PAGE:

···

As the United States observes Native American Heritage Month, read the classic novel's jury report.

1969 Fiction winner N. Scott Momaday. (PBS)

In honor of Native American Heritage Month, we are proud to present the 1969 Fiction jury report recommending N. Scott Momaday's groundbreaking "House Made of Dawn" on Pulitzer.org.

Primarily of Kiowa descent, Navarre Scott Momaday was born in the regional center of Lawton, Oklahoma in 1934. A year later, his artistically inclined parents moved the family to a reservation in Arizona, where they pursued teaching careers alongside their avocations. (Decades later, his father’s illustrations would be featured prominently in "The Way to Rainy Mountain," Momaday's 1969 melange of Kiowa folklore, history and memoir.) This decision enabled Momaday (who also was of partial Cherokee descent through his mother's family) to absorb the traditions of various Southwestern cultures, influences that would later permeate the narrative arc of "House Made of Dawn." In 1946, the family relocated once again to Jemez Pueblo, New Mexico, a rustic hamlet approximately 45 miles north of Albuquerque. There, Momaday would complete much of his secondary education and continue to absorb cultural influences of the local population, including ceremonial running.

After completing his final year of high school at Augustus Military Academy in Fort Defiance, Va., Momaday returned home to the University of New Mexico, where he enrolled as a political science major from 1952 to 1956. He then attended the prestigious University of Virginia Law School during the 1956-1957 term. As a member of the school's venerable Jefferson Literary and Debating Society, Momaday became acquainted with two-time Pulitzer winner William Faulkner, who served as the university's first writer-in-residence during this period. The encounter played an integral role in steering Momaday away from law. He finished his undergraduate degree at New Mexico in 1958 and followed his parents into teaching, spending a year at the Dulce Independent School on the impoverished Jicarilla reservation in northern New Mexico.

···

TASK INPUT:
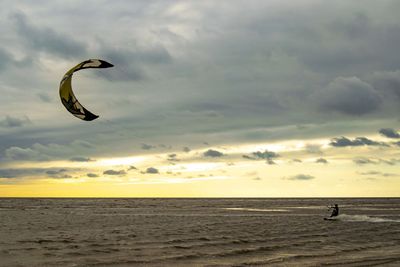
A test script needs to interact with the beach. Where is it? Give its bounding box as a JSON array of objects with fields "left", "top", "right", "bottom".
[{"left": 0, "top": 198, "right": 400, "bottom": 266}]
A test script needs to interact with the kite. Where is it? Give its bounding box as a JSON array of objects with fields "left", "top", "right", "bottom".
[{"left": 60, "top": 59, "right": 114, "bottom": 121}]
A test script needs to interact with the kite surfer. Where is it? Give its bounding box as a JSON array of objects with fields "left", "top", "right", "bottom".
[{"left": 329, "top": 204, "right": 339, "bottom": 217}]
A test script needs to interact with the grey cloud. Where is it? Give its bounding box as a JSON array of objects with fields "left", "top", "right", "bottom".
[
  {"left": 286, "top": 174, "right": 315, "bottom": 181},
  {"left": 379, "top": 128, "right": 400, "bottom": 138},
  {"left": 46, "top": 169, "right": 72, "bottom": 179},
  {"left": 146, "top": 167, "right": 159, "bottom": 174},
  {"left": 98, "top": 44, "right": 171, "bottom": 81},
  {"left": 359, "top": 171, "right": 400, "bottom": 177},
  {"left": 0, "top": 168, "right": 72, "bottom": 179},
  {"left": 242, "top": 150, "right": 280, "bottom": 165},
  {"left": 69, "top": 156, "right": 94, "bottom": 162},
  {"left": 353, "top": 157, "right": 377, "bottom": 165},
  {"left": 4, "top": 140, "right": 93, "bottom": 161},
  {"left": 314, "top": 77, "right": 382, "bottom": 115},
  {"left": 315, "top": 158, "right": 328, "bottom": 164},
  {"left": 11, "top": 13, "right": 86, "bottom": 58},
  {"left": 5, "top": 146, "right": 41, "bottom": 160},
  {"left": 103, "top": 170, "right": 126, "bottom": 175},
  {"left": 36, "top": 93, "right": 51, "bottom": 103},
  {"left": 330, "top": 136, "right": 388, "bottom": 147},
  {"left": 306, "top": 144, "right": 322, "bottom": 154},
  {"left": 243, "top": 150, "right": 279, "bottom": 160},
  {"left": 0, "top": 115, "right": 31, "bottom": 128},
  {"left": 0, "top": 47, "right": 14, "bottom": 72},
  {"left": 0, "top": 168, "right": 43, "bottom": 178},
  {"left": 203, "top": 149, "right": 224, "bottom": 158},
  {"left": 371, "top": 70, "right": 400, "bottom": 97}
]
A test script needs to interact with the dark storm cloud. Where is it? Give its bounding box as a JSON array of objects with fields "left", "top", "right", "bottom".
[
  {"left": 11, "top": 13, "right": 86, "bottom": 58},
  {"left": 0, "top": 115, "right": 31, "bottom": 128},
  {"left": 0, "top": 47, "right": 14, "bottom": 72},
  {"left": 146, "top": 167, "right": 159, "bottom": 174},
  {"left": 371, "top": 70, "right": 400, "bottom": 98},
  {"left": 330, "top": 136, "right": 388, "bottom": 147},
  {"left": 285, "top": 174, "right": 315, "bottom": 181},
  {"left": 103, "top": 170, "right": 126, "bottom": 175},
  {"left": 203, "top": 149, "right": 224, "bottom": 158},
  {"left": 98, "top": 44, "right": 171, "bottom": 81},
  {"left": 314, "top": 77, "right": 382, "bottom": 115},
  {"left": 69, "top": 156, "right": 94, "bottom": 162},
  {"left": 379, "top": 128, "right": 400, "bottom": 138}
]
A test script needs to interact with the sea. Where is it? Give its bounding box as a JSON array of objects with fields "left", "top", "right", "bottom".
[{"left": 0, "top": 198, "right": 400, "bottom": 267}]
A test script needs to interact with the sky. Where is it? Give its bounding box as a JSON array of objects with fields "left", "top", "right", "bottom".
[{"left": 0, "top": 0, "right": 400, "bottom": 197}]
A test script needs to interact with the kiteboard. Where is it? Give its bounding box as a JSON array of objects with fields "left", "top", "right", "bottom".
[{"left": 324, "top": 217, "right": 337, "bottom": 221}]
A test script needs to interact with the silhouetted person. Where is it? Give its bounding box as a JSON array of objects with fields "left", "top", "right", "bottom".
[{"left": 331, "top": 204, "right": 339, "bottom": 217}]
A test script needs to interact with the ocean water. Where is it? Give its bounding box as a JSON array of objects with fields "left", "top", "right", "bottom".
[{"left": 0, "top": 198, "right": 400, "bottom": 266}]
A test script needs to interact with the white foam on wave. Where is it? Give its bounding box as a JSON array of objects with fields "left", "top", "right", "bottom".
[{"left": 337, "top": 214, "right": 400, "bottom": 223}]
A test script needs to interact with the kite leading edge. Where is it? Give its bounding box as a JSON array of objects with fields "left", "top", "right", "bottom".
[{"left": 60, "top": 59, "right": 114, "bottom": 121}]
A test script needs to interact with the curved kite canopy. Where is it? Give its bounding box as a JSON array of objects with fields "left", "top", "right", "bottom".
[{"left": 60, "top": 59, "right": 114, "bottom": 121}]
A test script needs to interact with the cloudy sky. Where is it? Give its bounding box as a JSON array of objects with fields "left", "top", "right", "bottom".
[{"left": 0, "top": 0, "right": 400, "bottom": 197}]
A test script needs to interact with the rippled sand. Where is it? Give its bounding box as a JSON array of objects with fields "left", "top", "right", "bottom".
[{"left": 0, "top": 199, "right": 400, "bottom": 266}]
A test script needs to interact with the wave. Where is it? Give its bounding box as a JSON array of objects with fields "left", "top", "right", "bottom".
[
  {"left": 224, "top": 208, "right": 289, "bottom": 212},
  {"left": 335, "top": 214, "right": 400, "bottom": 223}
]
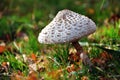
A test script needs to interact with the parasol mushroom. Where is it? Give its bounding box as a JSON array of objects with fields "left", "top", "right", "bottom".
[{"left": 38, "top": 9, "right": 96, "bottom": 66}]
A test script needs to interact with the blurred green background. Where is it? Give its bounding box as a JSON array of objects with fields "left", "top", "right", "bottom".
[{"left": 0, "top": 0, "right": 120, "bottom": 39}]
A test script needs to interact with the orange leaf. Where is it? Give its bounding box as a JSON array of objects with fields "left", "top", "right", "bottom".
[
  {"left": 27, "top": 72, "right": 38, "bottom": 80},
  {"left": 81, "top": 76, "right": 88, "bottom": 80},
  {"left": 0, "top": 46, "right": 5, "bottom": 53}
]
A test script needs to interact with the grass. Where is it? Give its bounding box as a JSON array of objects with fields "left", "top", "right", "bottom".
[
  {"left": 0, "top": 22, "right": 120, "bottom": 80},
  {"left": 0, "top": 0, "right": 120, "bottom": 80}
]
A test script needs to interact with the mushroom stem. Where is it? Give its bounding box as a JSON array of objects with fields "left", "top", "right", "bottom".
[{"left": 72, "top": 41, "right": 92, "bottom": 67}]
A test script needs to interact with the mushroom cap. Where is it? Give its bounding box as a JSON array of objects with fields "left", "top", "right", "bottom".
[{"left": 38, "top": 9, "right": 96, "bottom": 44}]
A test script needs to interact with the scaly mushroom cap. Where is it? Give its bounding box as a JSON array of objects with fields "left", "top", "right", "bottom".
[{"left": 38, "top": 9, "right": 96, "bottom": 44}]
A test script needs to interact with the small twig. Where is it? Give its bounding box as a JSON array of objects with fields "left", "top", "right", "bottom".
[{"left": 48, "top": 56, "right": 60, "bottom": 66}]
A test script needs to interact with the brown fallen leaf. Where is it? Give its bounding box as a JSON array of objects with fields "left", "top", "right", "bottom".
[
  {"left": 30, "top": 53, "right": 37, "bottom": 61},
  {"left": 27, "top": 71, "right": 39, "bottom": 80},
  {"left": 81, "top": 76, "right": 88, "bottom": 80},
  {"left": 0, "top": 42, "right": 6, "bottom": 54}
]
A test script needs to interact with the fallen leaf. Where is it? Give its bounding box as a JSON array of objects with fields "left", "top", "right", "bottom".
[
  {"left": 27, "top": 71, "right": 38, "bottom": 80},
  {"left": 81, "top": 76, "right": 88, "bottom": 80},
  {"left": 87, "top": 8, "right": 95, "bottom": 14},
  {"left": 31, "top": 53, "right": 37, "bottom": 61},
  {"left": 48, "top": 69, "right": 63, "bottom": 80},
  {"left": 0, "top": 42, "right": 6, "bottom": 54}
]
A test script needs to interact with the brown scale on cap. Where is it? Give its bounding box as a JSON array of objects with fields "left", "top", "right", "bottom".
[{"left": 38, "top": 9, "right": 96, "bottom": 68}]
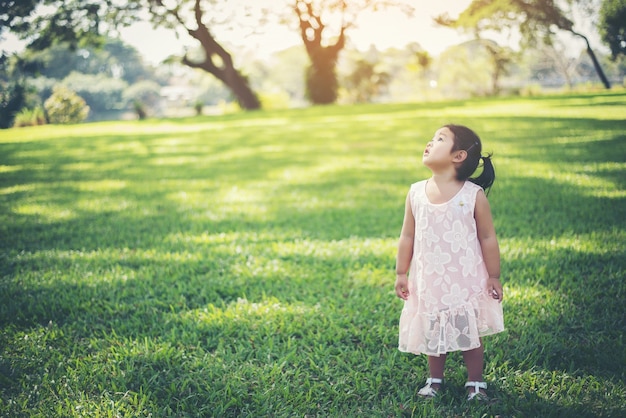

···

REQUIRED WORK:
1. Select each line of the listing that contains the string "mushroom".
2. Pick up the Momaday passage after its final sentence and carry it forward.
The Momaday passage and the listing are unrelated to each other.

PER-TASK OUTPUTS:
1.
A test script needs to interact with the parasol mushroom. Where is it? Give its bounding box as a JSON array of objects with fields "left", "top", "right", "bottom".
A test script needs to interact with the mushroom stem. Where is it? Give its bounding box as a JSON array of objects with fields "left", "top", "right", "bottom".
A test script needs to interact with the mushroom cap. Where is it? Give its bounding box as a JSON array of objects with fields "left", "top", "right", "bottom".
A test script needs to interact with the scaly mushroom cap. Where is it? Give its bounding box as a JSON array of objects with fields "left", "top", "right", "bottom".

2.
Shortly thereafter, Momaday received one of only a handful of fellowships to the Stanford University Creative Writing Center in the spring of 1959. Established by 1972 Fiction winner Wallace Stegner in the aftermath of World War II, the non-degree Stanford program emphasized diverse perspectives over academic rigor for its own sake. In addition to such iconoclastic figures as environmentalist Edward Abbey and countercultural progenitor Ken Kesey (who was rejected for the institutional fellowship but still permitted to attend on a separate Woodrow Wilson Fellowship), the program helped to foster the careers of such disparate figures as pioneering feminist Tillie Olsen, fantasy writer Peter S. Beagle and two-time Fiction finalist Raymond Carver.

While it is tempting to draw a connection between Stegner’s similarly heterogeneous oeuvre and Momaday, the two writers were collegial but not overly close, with Momaday only discovering Stegner later in his career and consulting him intermittently as he began to explore the craft of fiction. Instead, Momaday -- who was admitted as a poetry fellow -- was primarily mentored by Yvor Winters, a modernist poet-critic known for his contrarian interpretations of American Romanticism, instead championing the heretical likes of Herman Melville, Emily Dickinson and Frederick Goddard Tuckerman. Winters (who later characterized Momaday as a canonical American poet in his final monograph, "Forms of Study" [1967]), implored the younger writer to take advantage of Stanford's resources instead of returning to his teaching career after completing his fellowship year, ultimately shepherding him through an M.A. in English and a Ph.D. on Tuckerman in 1963. After accepting a tenure-track post at the University of California, Santa Barbara, Oxford University Press published his first book (an edited volume of Tuckerman's poetry based on his dissertation) in 1965.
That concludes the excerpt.